## start Provided information

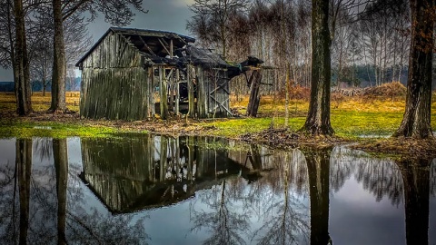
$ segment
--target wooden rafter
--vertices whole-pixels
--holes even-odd
[[[156,56],[156,54],[154,54],[154,52],[153,52],[153,50],[150,48],[150,46],[147,45],[147,43],[145,43],[145,41],[143,39],[143,37],[141,35],[138,35],[138,36],[139,36],[139,39],[141,39],[141,41],[143,42],[144,46],[148,50],[148,52],[150,52],[151,54]]]
[[[171,55],[172,54],[170,53],[170,51],[168,50],[168,48],[166,46],[169,46],[168,44],[165,42],[165,40],[162,39],[162,38],[158,38],[157,40],[159,40],[159,43],[161,43],[162,46],[164,47],[164,49],[166,51],[166,53]],[[165,45],[166,44],[166,45]]]

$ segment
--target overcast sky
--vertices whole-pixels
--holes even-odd
[[[143,6],[148,14],[136,13],[134,20],[126,27],[170,31],[189,35],[186,31],[186,21],[192,16],[188,5],[193,0],[146,0]],[[88,24],[89,34],[96,42],[111,24],[104,22],[100,15],[94,23]],[[0,82],[13,81],[12,71],[0,68]]]

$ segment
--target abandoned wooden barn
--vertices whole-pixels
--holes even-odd
[[[166,119],[231,116],[229,81],[244,70],[192,37],[171,32],[110,28],[77,62],[80,114],[86,118]]]

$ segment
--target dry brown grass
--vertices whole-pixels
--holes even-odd
[[[382,84],[377,87],[370,87],[363,90],[363,96],[367,97],[404,97],[407,88],[400,82],[393,82]]]

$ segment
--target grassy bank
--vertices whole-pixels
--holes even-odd
[[[332,125],[336,135],[345,139],[359,139],[368,136],[387,136],[400,125],[404,111],[405,99],[402,96],[367,98],[333,96],[332,102]],[[106,120],[80,119],[77,113],[50,114],[50,93],[45,97],[40,93],[32,96],[35,113],[18,117],[14,113],[13,93],[0,93],[0,137],[107,137],[125,132],[156,132],[162,133],[207,134],[237,138],[242,134],[259,132],[268,129],[284,126],[284,100],[263,96],[261,100],[257,118],[231,118],[216,120],[190,120],[186,125],[183,119],[154,122],[121,122]],[[67,107],[78,112],[78,93],[67,93]],[[231,106],[243,114],[248,98],[236,101],[232,98]],[[290,102],[289,129],[296,131],[304,123],[309,103],[303,99]],[[431,126],[436,129],[436,101],[431,104]]]

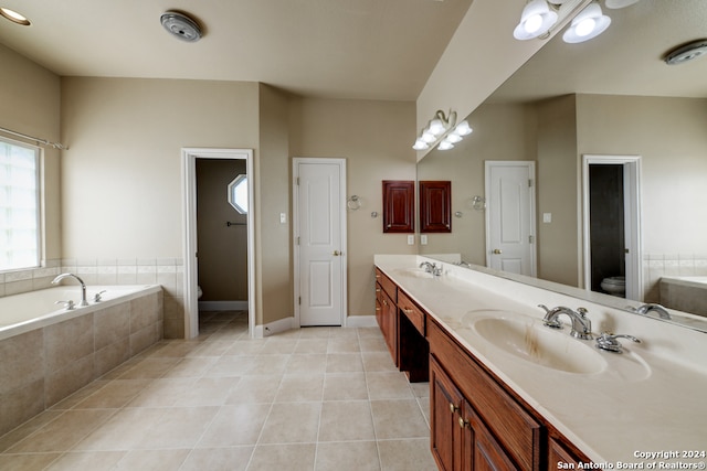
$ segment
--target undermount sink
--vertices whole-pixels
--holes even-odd
[[[400,268],[393,270],[397,275],[412,278],[434,278],[430,271],[425,271],[424,268]]]
[[[492,345],[536,365],[581,374],[606,367],[592,343],[551,330],[541,319],[506,311],[472,311],[465,323]]]

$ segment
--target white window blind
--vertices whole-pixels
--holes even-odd
[[[40,265],[39,149],[0,139],[0,271]]]

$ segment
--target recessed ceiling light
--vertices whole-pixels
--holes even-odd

## end Provided information

Make an exact reproduction of the listing above, without any pictures.

_Full response_
$ segment
--target wooden rafter
--vertices whole-pixels
--holes even-odd
[[[156,56],[156,54],[154,54],[154,52],[153,52],[153,50],[150,48],[150,46],[147,45],[147,43],[145,43],[145,41],[143,39],[143,37],[141,35],[138,35],[138,36],[139,36],[139,39],[141,39],[141,41],[143,42],[144,46],[148,50],[148,52],[150,52],[151,54]]]
[[[171,55],[172,54],[170,53],[170,51],[168,50],[168,48],[166,46],[169,46],[168,44],[165,42],[165,40],[162,39],[162,38],[158,38],[157,40],[159,40],[159,43],[161,43],[162,46],[164,47],[164,49],[166,51],[166,53]],[[165,45],[166,44],[166,45]]]

$ segment
--target overcast sky
--vertices whole-pixels
--holes even-odd
[[[143,6],[148,14],[136,13],[134,20],[126,27],[170,31],[189,35],[186,31],[186,21],[192,16],[188,5],[193,0],[146,0]],[[88,24],[89,34],[96,42],[111,24],[104,22],[100,15],[94,23]],[[0,82],[13,81],[12,71],[0,68]]]

$ segment
--target abandoned wooden barn
--vertices whole-pixels
--holes even-odd
[[[166,119],[231,116],[229,81],[244,70],[192,37],[171,32],[110,28],[77,62],[80,114],[86,118]]]

$ segment
--target dry brown grass
--vertices whole-pixels
--holes even-odd
[[[382,84],[377,87],[370,87],[363,90],[363,96],[367,97],[404,97],[407,88],[400,82],[393,82]]]

$ segment
--target grassy bank
--vertices whole-pixels
--holes even-odd
[[[332,125],[336,135],[345,139],[359,139],[368,136],[387,136],[400,125],[404,111],[405,99],[402,96],[367,98],[333,96],[332,102]],[[106,120],[80,119],[77,113],[50,114],[50,93],[45,97],[40,93],[32,96],[35,113],[18,117],[14,113],[13,93],[0,93],[0,137],[107,137],[125,132],[156,132],[162,133],[207,134],[237,138],[242,134],[259,132],[268,129],[284,126],[284,100],[263,96],[261,100],[257,118],[231,118],[216,120],[190,120],[186,125],[183,119],[154,122],[121,122]],[[67,107],[78,112],[78,93],[67,93]],[[231,106],[243,114],[248,98],[236,101],[232,98]],[[290,102],[289,129],[296,131],[304,123],[309,103],[303,99]],[[431,126],[436,129],[436,101],[431,104]]]

$ segment
--target undermount sink
--vertices whole-pixels
--holes even-odd
[[[400,268],[393,270],[397,275],[412,278],[434,278],[430,271],[425,271],[424,268]]]
[[[492,345],[536,365],[581,374],[606,367],[592,343],[551,330],[541,319],[506,311],[472,311],[465,323]]]

$ segment
--target white window blind
--vertices whole-pixels
--holes even-odd
[[[40,265],[39,149],[0,139],[0,271]]]

$ segment
--target recessed ceiling light
--vertices whole-pixels
--holes even-odd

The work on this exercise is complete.